DOCUMENT SEGMENT:
"""

By The Washington Post · Adam Kilgore · SPORTS, OLYMPICS
The IOC's Executive Board, which is holding a scheduled meeting at its headquarters in Lausanne, Switzerland, released a statement Tuesday morning expressing "full commitment to the success" of the Tokyo Olympics taking place from July 24 to Aug. 9 as originally planned.
The IOC said it intends to follow advice from the World Health Organization and encouraged athletes to continue training for the Olympics to move forward as planned. A suspension or cancellation would be massively disruptive for athletes, many of whom design training schedules years in advance to peak for the Olympics.
Tuesday in Japan, Japan's Olympics minister said the country's contract with the IOC would allow it to suspend the games.
"The contract calls for the Games to be held within 2020. That could be interpreted as allowing a postponement," Seiko Hashimoto said in response to a lawmaker's question in parliament, Reuters reported.
Speculation about the fate of the Olympic Games, even five months away from their start, has grown as the coronavirus has spread. Canadian IOC member Dick Pound said in an interview with the Associated Press last week that the IOC would have until late May, about two months before the start of the Games, to decide whether to cancel the Olympics. He said moving the Games would present too many logistical challenges.

"""

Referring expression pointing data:
"""

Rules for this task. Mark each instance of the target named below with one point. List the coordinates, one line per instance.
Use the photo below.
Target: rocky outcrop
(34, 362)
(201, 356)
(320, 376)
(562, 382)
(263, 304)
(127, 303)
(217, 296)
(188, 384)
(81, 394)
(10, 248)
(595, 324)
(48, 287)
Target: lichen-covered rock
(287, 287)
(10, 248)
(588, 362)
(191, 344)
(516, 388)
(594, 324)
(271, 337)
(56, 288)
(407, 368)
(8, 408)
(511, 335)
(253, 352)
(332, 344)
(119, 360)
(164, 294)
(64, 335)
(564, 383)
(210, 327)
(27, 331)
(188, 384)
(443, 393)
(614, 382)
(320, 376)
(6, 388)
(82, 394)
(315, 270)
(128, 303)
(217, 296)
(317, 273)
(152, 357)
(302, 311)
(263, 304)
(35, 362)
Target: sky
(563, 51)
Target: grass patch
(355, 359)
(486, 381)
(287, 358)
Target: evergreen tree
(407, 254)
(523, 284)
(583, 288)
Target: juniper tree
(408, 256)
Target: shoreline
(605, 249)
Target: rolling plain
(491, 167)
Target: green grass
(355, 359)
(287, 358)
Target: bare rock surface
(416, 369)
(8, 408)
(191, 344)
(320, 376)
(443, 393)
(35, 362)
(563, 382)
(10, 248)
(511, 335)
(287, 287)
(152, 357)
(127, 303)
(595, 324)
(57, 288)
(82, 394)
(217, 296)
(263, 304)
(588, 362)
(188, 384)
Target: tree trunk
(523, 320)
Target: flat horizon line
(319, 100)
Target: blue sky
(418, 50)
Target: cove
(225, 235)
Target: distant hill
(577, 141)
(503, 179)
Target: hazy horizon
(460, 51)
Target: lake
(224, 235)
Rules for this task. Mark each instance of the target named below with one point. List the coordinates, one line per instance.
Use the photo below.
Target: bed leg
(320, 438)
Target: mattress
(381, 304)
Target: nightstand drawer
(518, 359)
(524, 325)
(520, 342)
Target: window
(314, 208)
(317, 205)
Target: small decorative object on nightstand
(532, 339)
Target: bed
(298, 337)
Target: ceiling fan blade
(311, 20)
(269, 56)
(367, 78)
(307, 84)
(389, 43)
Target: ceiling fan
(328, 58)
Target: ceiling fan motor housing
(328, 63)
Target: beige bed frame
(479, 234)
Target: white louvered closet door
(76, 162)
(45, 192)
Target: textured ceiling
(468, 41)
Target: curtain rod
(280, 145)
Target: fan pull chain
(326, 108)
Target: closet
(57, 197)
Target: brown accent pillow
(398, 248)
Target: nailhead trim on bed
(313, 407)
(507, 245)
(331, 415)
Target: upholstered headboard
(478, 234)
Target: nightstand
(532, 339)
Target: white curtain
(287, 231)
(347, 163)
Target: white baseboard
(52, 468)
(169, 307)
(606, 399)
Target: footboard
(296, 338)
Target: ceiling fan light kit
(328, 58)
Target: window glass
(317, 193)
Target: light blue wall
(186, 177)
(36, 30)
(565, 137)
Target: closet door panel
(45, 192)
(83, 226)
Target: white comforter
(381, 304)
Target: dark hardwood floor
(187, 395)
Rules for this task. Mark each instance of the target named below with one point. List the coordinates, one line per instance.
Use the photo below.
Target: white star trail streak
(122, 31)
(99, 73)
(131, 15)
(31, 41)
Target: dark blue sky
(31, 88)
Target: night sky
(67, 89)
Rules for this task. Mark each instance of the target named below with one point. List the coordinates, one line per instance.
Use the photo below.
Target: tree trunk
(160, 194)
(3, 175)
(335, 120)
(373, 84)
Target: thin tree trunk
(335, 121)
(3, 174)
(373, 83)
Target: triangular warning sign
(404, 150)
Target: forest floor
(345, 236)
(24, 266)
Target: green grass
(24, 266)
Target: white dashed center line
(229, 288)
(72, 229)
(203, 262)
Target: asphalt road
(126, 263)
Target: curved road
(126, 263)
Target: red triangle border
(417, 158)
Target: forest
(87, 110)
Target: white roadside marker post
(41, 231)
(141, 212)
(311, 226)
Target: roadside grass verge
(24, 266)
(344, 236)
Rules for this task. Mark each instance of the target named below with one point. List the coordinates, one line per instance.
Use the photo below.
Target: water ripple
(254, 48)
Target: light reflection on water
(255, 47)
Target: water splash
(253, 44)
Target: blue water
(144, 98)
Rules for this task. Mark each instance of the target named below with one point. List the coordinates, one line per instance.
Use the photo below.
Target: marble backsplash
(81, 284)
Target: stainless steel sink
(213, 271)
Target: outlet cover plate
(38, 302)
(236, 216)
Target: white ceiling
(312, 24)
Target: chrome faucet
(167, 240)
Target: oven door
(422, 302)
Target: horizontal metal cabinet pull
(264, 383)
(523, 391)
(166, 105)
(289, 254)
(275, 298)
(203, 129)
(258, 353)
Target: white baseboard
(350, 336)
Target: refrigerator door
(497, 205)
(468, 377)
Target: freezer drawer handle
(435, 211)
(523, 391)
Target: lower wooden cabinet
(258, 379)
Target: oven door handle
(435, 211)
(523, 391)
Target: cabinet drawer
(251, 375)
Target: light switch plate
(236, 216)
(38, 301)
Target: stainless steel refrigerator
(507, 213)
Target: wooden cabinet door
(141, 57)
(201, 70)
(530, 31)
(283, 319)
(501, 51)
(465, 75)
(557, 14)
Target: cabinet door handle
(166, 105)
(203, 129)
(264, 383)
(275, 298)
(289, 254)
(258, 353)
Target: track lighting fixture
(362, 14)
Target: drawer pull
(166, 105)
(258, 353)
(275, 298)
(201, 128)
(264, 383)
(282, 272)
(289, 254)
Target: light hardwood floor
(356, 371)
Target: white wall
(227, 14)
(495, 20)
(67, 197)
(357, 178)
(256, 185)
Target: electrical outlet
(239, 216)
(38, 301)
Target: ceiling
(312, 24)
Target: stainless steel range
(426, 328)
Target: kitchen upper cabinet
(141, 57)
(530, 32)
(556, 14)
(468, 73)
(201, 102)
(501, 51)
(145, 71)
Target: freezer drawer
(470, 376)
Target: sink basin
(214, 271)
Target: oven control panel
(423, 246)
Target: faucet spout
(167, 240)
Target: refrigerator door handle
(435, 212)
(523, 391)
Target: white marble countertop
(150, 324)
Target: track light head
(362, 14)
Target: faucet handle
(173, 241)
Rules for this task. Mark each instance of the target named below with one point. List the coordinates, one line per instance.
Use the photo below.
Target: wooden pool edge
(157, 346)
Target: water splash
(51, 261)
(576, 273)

"""

WHAT YOU ARE ASKED TO DO: In the article above about the IOC and the Tokyo Olympics, reproduce the passage word for word, beginning at "By The Washington" and ending after "as originally planned.".

ANSWER FOR THE TASK:
By The Washington Post · Adam Kilgore · SPORTS, OLYMPICS
The IOC's Executive Board, which is holding a scheduled meeting at its headquarters in Lausanne, Switzerland, released a statement Tuesday morning expressing "full commitment to the success" of the Tokyo Olympics taking place from July 24 to Aug. 9 as originally planned.